> [Brief] Write out the rows again, from the line containing "metal surface on this basis." through the end of the rows, inclusive, keeping every guideline line. Shift each point by adding 77 to both of its coordinates.

(Entries from a point annotation set)
>> Start
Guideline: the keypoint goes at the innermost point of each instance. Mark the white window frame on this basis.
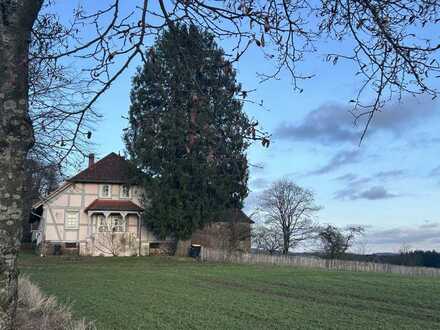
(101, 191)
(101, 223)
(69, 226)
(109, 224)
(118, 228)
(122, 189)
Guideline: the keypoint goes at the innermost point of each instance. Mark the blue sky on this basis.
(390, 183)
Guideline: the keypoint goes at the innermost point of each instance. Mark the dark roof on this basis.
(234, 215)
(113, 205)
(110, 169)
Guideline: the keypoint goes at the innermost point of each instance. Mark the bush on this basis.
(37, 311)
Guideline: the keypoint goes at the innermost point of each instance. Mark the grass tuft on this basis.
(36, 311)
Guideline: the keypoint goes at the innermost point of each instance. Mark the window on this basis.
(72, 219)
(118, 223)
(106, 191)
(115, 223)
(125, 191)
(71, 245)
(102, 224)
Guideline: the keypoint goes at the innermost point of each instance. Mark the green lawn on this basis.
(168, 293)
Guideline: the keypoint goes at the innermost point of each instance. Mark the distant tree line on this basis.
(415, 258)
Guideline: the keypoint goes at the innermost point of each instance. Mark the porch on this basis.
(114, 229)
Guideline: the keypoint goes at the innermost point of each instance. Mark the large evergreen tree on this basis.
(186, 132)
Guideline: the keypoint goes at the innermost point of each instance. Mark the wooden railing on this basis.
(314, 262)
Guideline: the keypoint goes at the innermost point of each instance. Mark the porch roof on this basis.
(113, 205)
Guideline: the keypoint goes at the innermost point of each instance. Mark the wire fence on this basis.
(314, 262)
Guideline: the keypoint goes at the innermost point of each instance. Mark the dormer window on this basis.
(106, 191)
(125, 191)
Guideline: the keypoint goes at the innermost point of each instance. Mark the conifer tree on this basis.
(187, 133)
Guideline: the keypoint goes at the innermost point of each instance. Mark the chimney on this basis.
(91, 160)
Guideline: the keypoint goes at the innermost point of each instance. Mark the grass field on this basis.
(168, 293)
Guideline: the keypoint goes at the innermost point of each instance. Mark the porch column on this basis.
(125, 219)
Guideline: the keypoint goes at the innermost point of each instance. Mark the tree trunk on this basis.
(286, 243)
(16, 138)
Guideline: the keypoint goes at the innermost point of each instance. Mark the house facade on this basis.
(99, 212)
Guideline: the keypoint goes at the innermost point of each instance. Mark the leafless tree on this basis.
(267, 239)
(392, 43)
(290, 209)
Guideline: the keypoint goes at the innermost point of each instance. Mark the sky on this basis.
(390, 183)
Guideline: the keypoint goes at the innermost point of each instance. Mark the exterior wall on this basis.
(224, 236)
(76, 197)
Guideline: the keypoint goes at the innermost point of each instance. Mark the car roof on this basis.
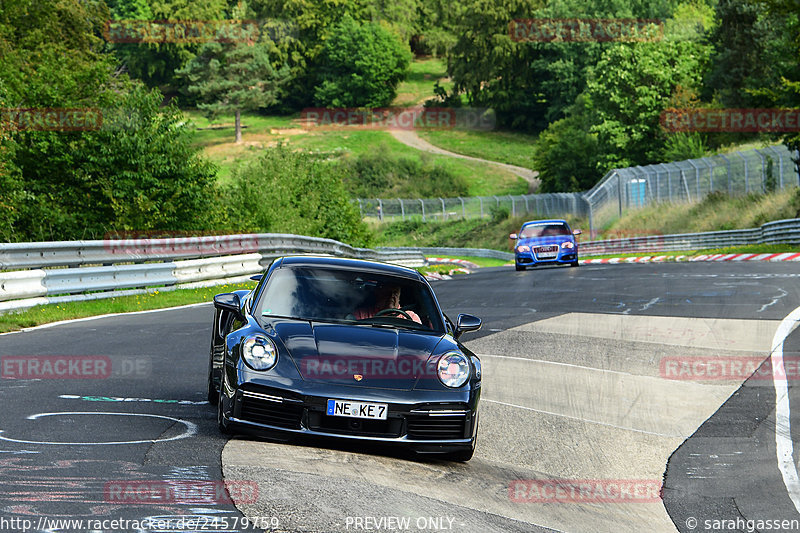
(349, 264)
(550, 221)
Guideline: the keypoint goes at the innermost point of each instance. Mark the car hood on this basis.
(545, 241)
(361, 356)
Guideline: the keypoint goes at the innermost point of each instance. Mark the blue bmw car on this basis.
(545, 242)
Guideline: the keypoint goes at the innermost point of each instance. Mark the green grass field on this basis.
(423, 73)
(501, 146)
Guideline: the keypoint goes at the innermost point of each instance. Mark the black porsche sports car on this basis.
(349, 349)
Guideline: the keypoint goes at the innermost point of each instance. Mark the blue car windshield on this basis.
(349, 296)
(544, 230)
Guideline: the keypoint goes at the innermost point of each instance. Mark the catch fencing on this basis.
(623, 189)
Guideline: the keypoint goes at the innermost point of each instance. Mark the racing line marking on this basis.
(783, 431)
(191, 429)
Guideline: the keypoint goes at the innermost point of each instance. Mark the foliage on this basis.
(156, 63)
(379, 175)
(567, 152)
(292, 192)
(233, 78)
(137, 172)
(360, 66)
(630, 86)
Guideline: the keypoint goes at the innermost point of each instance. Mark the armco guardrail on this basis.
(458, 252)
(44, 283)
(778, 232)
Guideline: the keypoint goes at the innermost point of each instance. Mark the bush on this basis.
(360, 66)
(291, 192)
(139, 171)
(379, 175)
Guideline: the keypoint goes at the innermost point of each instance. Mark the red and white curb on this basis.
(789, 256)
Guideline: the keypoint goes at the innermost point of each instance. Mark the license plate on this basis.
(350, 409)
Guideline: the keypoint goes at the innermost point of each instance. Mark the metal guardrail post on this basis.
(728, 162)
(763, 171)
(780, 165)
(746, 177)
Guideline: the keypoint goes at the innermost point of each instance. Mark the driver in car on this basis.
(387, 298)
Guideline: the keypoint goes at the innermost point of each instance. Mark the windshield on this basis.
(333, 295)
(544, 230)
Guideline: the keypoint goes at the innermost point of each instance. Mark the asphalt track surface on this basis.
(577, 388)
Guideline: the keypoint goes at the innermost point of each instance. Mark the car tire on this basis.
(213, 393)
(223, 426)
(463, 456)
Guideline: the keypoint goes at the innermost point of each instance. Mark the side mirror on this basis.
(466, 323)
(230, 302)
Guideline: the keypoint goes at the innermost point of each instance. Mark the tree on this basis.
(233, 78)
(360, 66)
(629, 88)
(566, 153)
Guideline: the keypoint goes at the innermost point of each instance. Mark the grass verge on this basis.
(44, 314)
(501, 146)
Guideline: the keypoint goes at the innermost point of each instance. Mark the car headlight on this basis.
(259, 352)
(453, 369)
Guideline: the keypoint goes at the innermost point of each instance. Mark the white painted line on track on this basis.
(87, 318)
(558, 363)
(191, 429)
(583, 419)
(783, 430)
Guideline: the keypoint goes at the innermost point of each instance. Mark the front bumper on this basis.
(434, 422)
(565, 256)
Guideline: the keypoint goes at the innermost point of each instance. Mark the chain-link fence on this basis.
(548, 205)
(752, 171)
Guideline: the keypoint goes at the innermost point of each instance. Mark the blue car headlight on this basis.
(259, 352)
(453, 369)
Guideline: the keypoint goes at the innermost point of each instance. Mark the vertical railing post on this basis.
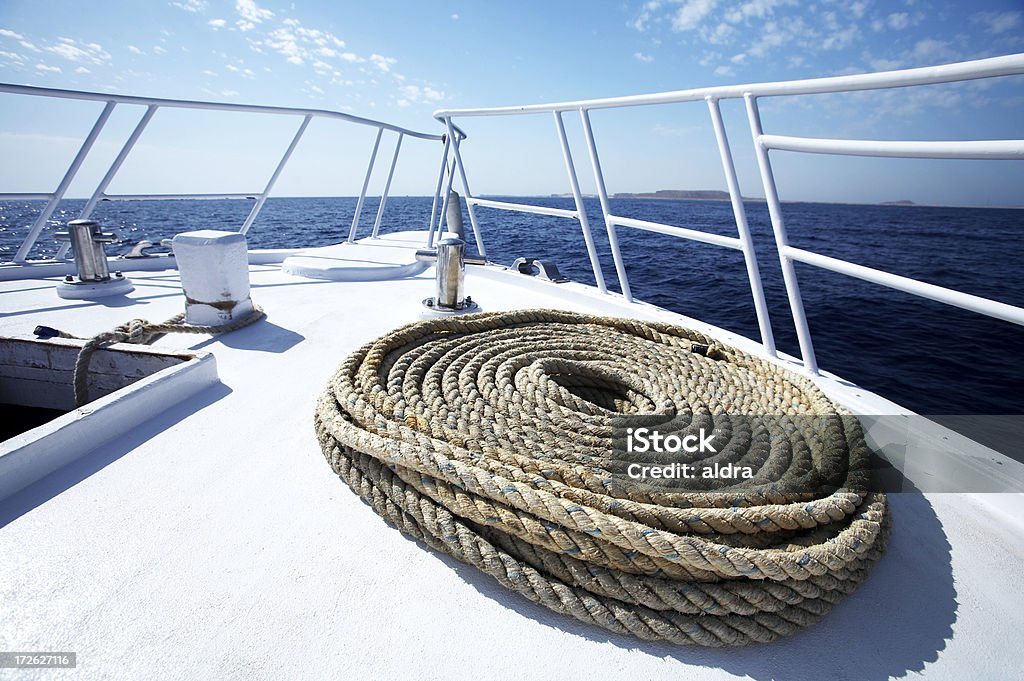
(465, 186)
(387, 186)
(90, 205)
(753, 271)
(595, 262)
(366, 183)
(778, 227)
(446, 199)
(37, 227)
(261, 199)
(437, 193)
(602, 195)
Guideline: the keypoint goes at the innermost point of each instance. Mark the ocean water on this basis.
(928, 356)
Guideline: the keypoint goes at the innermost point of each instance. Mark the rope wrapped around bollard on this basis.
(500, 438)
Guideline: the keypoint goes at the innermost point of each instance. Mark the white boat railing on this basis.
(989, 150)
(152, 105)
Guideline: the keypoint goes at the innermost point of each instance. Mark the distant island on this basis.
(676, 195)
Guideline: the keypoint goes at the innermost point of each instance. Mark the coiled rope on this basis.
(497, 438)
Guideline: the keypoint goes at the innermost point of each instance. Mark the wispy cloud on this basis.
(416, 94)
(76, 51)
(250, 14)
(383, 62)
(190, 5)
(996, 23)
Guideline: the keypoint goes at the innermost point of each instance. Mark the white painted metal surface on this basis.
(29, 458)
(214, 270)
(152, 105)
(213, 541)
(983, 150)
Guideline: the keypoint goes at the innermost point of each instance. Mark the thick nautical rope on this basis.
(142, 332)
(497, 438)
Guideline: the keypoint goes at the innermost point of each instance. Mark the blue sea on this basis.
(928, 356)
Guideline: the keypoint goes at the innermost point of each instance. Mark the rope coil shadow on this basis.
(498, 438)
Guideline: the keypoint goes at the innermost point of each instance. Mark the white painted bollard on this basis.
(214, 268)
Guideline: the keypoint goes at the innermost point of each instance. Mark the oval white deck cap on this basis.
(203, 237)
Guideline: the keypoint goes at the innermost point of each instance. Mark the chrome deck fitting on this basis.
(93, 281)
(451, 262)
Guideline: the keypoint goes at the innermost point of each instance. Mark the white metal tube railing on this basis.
>> End
> [Result for this task]
Guideline: the keypoint goes at the innermost point of each instance. Mark the white painted metal surface on this basis.
(106, 535)
(291, 347)
(229, 182)
(290, 618)
(1060, 227)
Guideline: the keypoint goes at the innermost point of each instance. Mark the thick nautical rope on this basis.
(219, 409)
(574, 515)
Guideline: the keypoint goes at the innermost point of each instance. Mark the blue sea on this basis.
(1005, 433)
Guideline: the keypoint goes at the innermost point of each instance. Mark the rope coil shadow on this basis.
(575, 515)
Guideline: the keypoint goes at the innermost point of each instance. Mark the white painted bollard on this basis.
(291, 345)
Guideline: the keypoint goes at the innermost point of each instance. Mark the oval white deck cap on this basis.
(280, 314)
Guideline: the keypoint goes at the innermost point of each instance. Mark the chrome deck fitting on this basis.
(170, 358)
(528, 339)
Guideline: the keypoint goes at the innermost point of each instance. Mark the white metal tube railing on this basis.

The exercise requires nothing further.